Solution: Raster data needs reprojection

📂 Open the source data (in EPSG:3413)

%matplotlib widget
# Set up matplotlib interactive "magic"
import rioxarray
import matplotlib.pyplot as plt
import numpy as np
from rasterio.enums import Resampling
from cartopy import crs as ccrs

epsg_3413 = rioxarray.open_rasterio('../dem_with_altered_metadata.tif')
epsg_3413
<xarray.DataArray (band: 1, y: 561, x: 301)>
[168861 values with dtype=float32]
Coordinates:
  * band         (band) int64 1
  * x            (x) float64 -8e+05 -7.95e+05 -7.9e+05 ... 6.95e+05 7e+05
  * y            (y) float64 -6e+05 -6.05e+05 -6.1e+05 ... -3.395e+06 -3.4e+06
    spatial_ref  int64 0
Attributes:
    AREA_OR_POINT:        Area
    TIFFTAG_XRESOLUTION:  1
    TIFFTAG_YRESOLUTION:  1
    scale_factor:         1.0
    add_offset:           0.0
    long_name:            band_data

Plot the source data

plt.figure()

● **Data provided**
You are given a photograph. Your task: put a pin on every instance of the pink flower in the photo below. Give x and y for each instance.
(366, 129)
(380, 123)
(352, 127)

● **Tasks for this exercise**
A. Check each statement against the raster reprojection walkthrough and answer yes or no, quoting the words of the walkthrough that decide it: (i) the source raster is loaded with rioxarray's open_rasterio function; (ii) the loaded array has three bands; (iii) the raster values are stored as float64.
B. Extend the raster reprojection walkthrough past its final line of code.

● **Responses by task**
A.
(i) Yes: "epsg_3413 = rioxarray.open_rasterio('../dem_with_altered_metadata.tif')"
(ii) No: "(band: 1, y: 561, x: 301)"
(iii) No: "[168861 values with dtype=float32]"

B.
plot = plt.imshow(epsg_3413[0])

plot.axes.set_title('EPSG:3413')
plt.colorbar()
plt.show()

🌐 Reproject the dataset

epsg_4326 = epsg_3413.rio.reproject(
    "EPSG:4326",
    resampling=Resampling.bilinear,
)

Plot it again!

plt.figure(figsize=(10, 2))

plot = plt.imshow(epsg_4326[0])
plot.axes.set_title('EPSG:4326')
plt.colorbar()
plt.show()
/home/mfisher/.miniconda3/envs/geotools/lib/python3.11/site-packages/matplotlib/image.py:505: RuntimeWarning: overflow encountered in multiply
  A_resampled *= ((a_max - a_min) / frac)

⁉️ What’s going on?

This result is clearly wrong. What is this shape? Why is the data “gone”, and what does the yellow color represent?

Let’s take a look at some of these values to get a better idea of what we are seeing.

print(f"===Pre-reprojection===")
print(f"Shape: {epsg_3413[0].shape}")
print(f"Top-left corner value: {epsg_3413[0][0][0].data}")
print(f"Metadata NoData value: {epsg_3413[0].rio.nodata}")
print()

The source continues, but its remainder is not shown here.